## Quoted passage
Brittain v Commonwealth of Australia

Case

[2003] NSWSC 270

10 April 2003

No judgment structure available for this case.

CITATION: Brittain v Commonwealth of Australia [2003] NSWSC 270
HEARING DATE(S): 31.3.03
JUDGMENT DATE:
10 April 2003
JURISDICTION:
Common Law Division
JUDGMENT OF: Mathews AJ
DECISION: Interest: I attribute $24,000 of the jury's verdict to past losses. The defendant is to pay interest on that amount at two-thirds of the normally applicable rate.; Costs: the defendant is to pay the plaintiff's costs on a party and party basis up to 17 February 2003. Thereafter the plaintiff is to pay 50 percent of the defendant's costs on a party and party basis.
CATCHWORDS: Interest on judgment when lengthy period between accrual of cause of action and commencement of proceedings - costs - jury's verdict lower than amount stipulated in Pt 52A r 33(2)(e) - whether that rule applies - whether the plaintiff had sufficient reason for continuing proceedings in the Supreme Court - jury's verdict lower than defendant's Calderbank offer - whether plaintiff's failure to reject offer was unreasonable - plaintiff ordered to 50 percent of defendant's costs on a party and party basis.

## Saved entries

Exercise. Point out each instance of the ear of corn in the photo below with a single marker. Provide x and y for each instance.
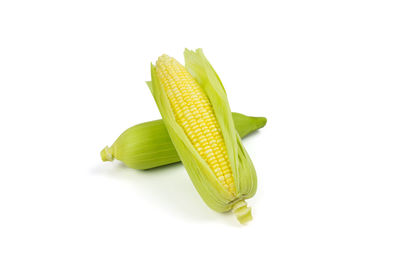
(195, 109)
(148, 145)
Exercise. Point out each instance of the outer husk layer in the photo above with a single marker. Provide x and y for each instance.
(213, 194)
(148, 145)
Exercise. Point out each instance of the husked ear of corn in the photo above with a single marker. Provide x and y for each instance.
(195, 109)
(147, 145)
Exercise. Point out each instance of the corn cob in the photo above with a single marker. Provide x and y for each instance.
(194, 106)
(148, 145)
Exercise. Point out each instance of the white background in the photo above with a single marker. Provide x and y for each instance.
(324, 73)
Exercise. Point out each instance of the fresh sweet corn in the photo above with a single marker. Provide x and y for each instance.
(148, 145)
(195, 109)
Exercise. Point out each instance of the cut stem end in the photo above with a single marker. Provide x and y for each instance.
(242, 212)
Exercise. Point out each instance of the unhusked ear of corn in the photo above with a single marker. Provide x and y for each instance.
(147, 145)
(195, 109)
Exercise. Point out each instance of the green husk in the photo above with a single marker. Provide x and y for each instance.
(204, 180)
(148, 145)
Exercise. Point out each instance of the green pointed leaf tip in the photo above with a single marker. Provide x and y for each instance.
(148, 145)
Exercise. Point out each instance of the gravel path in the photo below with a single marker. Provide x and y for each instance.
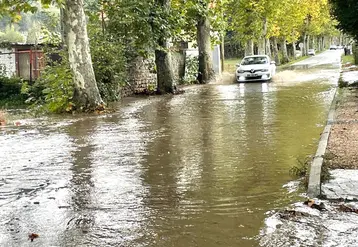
(343, 141)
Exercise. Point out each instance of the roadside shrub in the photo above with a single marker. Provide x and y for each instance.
(10, 92)
(53, 91)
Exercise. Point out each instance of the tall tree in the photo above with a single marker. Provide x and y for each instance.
(87, 96)
(75, 31)
(206, 72)
(163, 61)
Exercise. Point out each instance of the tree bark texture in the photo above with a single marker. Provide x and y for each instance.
(294, 49)
(275, 51)
(222, 51)
(285, 58)
(268, 47)
(206, 71)
(163, 61)
(87, 96)
(261, 47)
(249, 48)
(304, 48)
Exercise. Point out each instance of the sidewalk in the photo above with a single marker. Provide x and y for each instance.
(335, 222)
(342, 150)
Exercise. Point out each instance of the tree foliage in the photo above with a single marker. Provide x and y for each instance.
(345, 11)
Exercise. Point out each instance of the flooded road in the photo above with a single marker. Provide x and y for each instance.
(197, 169)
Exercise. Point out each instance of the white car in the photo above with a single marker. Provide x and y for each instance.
(333, 47)
(255, 68)
(311, 52)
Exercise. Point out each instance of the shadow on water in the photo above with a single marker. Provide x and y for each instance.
(81, 184)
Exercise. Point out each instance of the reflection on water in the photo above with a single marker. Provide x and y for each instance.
(198, 169)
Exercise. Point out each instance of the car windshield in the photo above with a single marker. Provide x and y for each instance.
(254, 60)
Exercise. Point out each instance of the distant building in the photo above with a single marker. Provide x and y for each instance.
(22, 60)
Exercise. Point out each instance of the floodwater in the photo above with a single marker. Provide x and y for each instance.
(197, 169)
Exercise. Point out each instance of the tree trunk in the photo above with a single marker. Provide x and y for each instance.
(87, 96)
(261, 47)
(163, 61)
(294, 50)
(249, 49)
(304, 47)
(275, 51)
(285, 58)
(222, 51)
(268, 47)
(206, 71)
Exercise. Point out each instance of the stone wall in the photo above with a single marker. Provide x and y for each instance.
(178, 64)
(7, 62)
(142, 75)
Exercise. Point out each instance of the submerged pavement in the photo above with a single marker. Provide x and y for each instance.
(336, 222)
(197, 169)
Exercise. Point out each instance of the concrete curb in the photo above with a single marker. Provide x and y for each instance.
(314, 182)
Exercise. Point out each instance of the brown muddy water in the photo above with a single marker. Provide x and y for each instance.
(197, 169)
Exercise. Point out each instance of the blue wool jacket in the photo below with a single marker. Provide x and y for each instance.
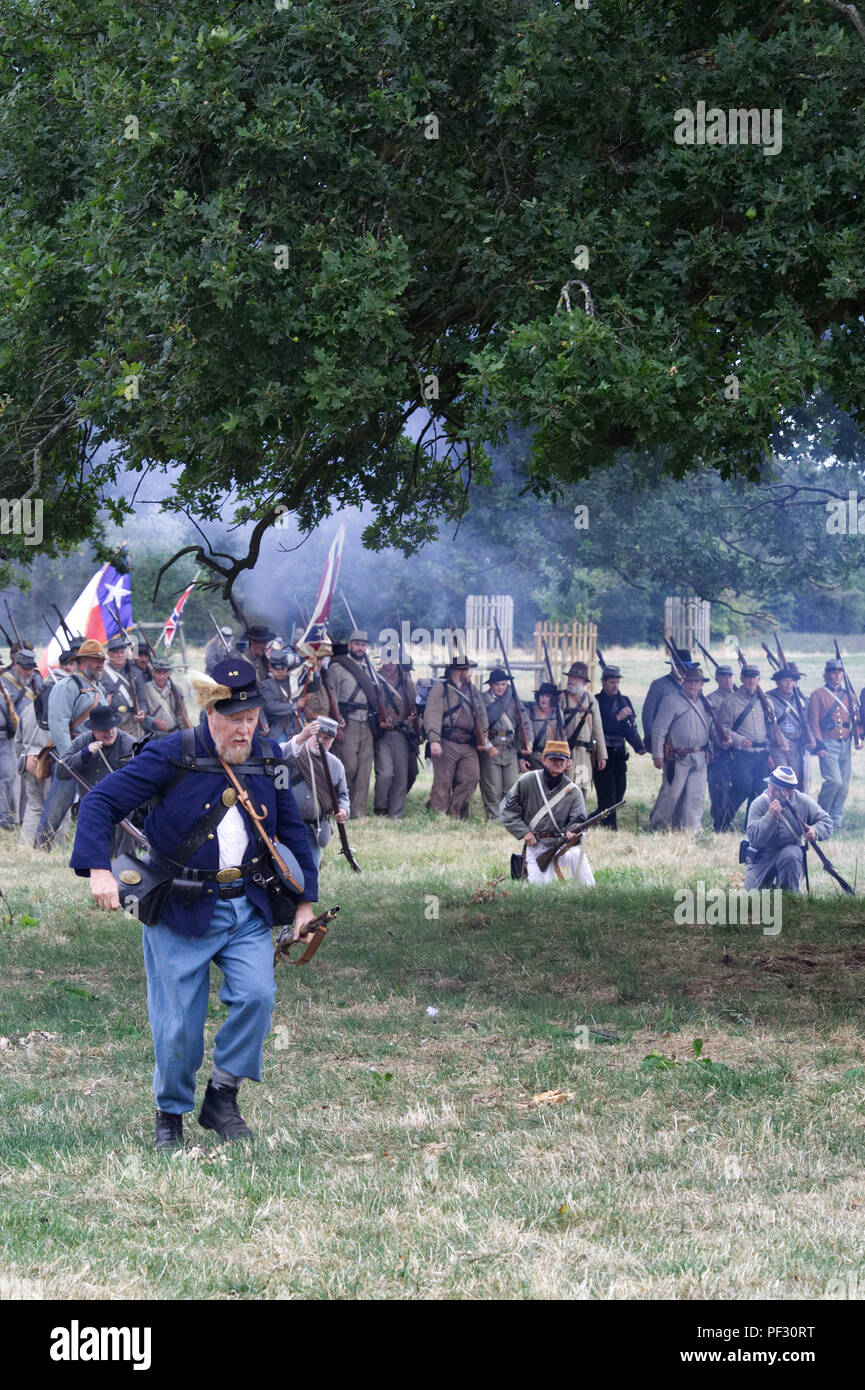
(174, 818)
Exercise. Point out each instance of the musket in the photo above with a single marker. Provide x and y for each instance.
(771, 655)
(18, 634)
(219, 633)
(344, 840)
(773, 731)
(545, 859)
(312, 938)
(355, 628)
(675, 656)
(854, 706)
(707, 653)
(516, 698)
(812, 844)
(559, 720)
(123, 824)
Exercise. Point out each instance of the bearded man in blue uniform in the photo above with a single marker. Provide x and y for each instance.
(217, 908)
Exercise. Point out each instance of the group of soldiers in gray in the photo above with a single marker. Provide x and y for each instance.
(103, 702)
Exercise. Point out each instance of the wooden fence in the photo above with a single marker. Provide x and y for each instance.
(566, 642)
(480, 634)
(686, 622)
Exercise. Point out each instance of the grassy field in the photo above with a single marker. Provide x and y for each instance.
(406, 1155)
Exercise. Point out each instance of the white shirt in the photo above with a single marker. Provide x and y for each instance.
(232, 838)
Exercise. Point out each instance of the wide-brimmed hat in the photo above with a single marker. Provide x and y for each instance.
(231, 687)
(104, 716)
(556, 748)
(92, 648)
(783, 776)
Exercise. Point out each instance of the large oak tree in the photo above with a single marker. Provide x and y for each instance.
(251, 241)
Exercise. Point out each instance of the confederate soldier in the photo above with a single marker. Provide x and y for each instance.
(682, 730)
(257, 637)
(217, 909)
(100, 749)
(217, 649)
(619, 727)
(397, 747)
(353, 688)
(278, 704)
(776, 855)
(721, 758)
(70, 704)
(754, 737)
(120, 687)
(164, 709)
(790, 710)
(141, 670)
(832, 720)
(540, 808)
(29, 740)
(545, 717)
(502, 765)
(9, 726)
(659, 688)
(454, 717)
(309, 783)
(583, 727)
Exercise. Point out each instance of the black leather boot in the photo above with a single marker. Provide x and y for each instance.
(220, 1112)
(168, 1130)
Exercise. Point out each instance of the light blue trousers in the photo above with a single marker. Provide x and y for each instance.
(178, 983)
(835, 766)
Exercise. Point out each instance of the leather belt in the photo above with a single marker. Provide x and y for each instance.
(207, 875)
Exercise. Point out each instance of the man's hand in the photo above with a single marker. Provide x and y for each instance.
(302, 916)
(103, 886)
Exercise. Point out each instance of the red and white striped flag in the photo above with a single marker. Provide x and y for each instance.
(316, 628)
(170, 628)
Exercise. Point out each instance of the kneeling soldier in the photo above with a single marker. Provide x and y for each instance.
(309, 783)
(540, 808)
(217, 908)
(776, 854)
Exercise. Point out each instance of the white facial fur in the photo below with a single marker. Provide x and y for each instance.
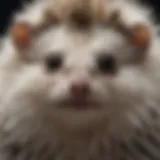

## Exercise details
Continue the court record for Brittain v Commonwealth of Australia, picking up after its catchwords.

## Output for this exercise
LEGISLATION CITED: District Court Act
Supreme Court Rules
CASES CITED: Calderbank v Calderbank [1976] FAM 96
Multicon Engineering Pty Limited v Federal Airports Corporation (1996) 138 ALR 425
Simonius Vischer v Holt and Thompson

PARTIES :

Anthony Winston Brittain - Plaintiff
Commonwealth of Australia - Defendant
FILE NUMBER(S): SC 21248/95
COUNSEL: Mr A G Melick SC with Mr I Butcher - Plaintiff
Mr C Branson QC with Mr I McLachlan - Defendant
SOLICITORS: James Taylor & Co - Plaintiff
Australian Government Solicitor

      IN THE SUPREME COURT
      OF NEW SOUTH WALES
      COMMON LAW DIVISION

      MATHEWS AJ

      10 April 2003

      21248/95
      Anthony Winston BRITTAIN v COMMONWEALTH OF AUSTRALIA
      JUDGMENT

1 HER HONOUR: the plaintiff, Mr Brittain, was a seaman on board HMAS Melbourne when it collided with HMAS Voyager on 10 February 1964. On 29 November 1995 Mr Brittain commenced proceedings against the Commonwealth of Australia seeking damages for psychiatric injury said to have been sustained by him as a result of the collision.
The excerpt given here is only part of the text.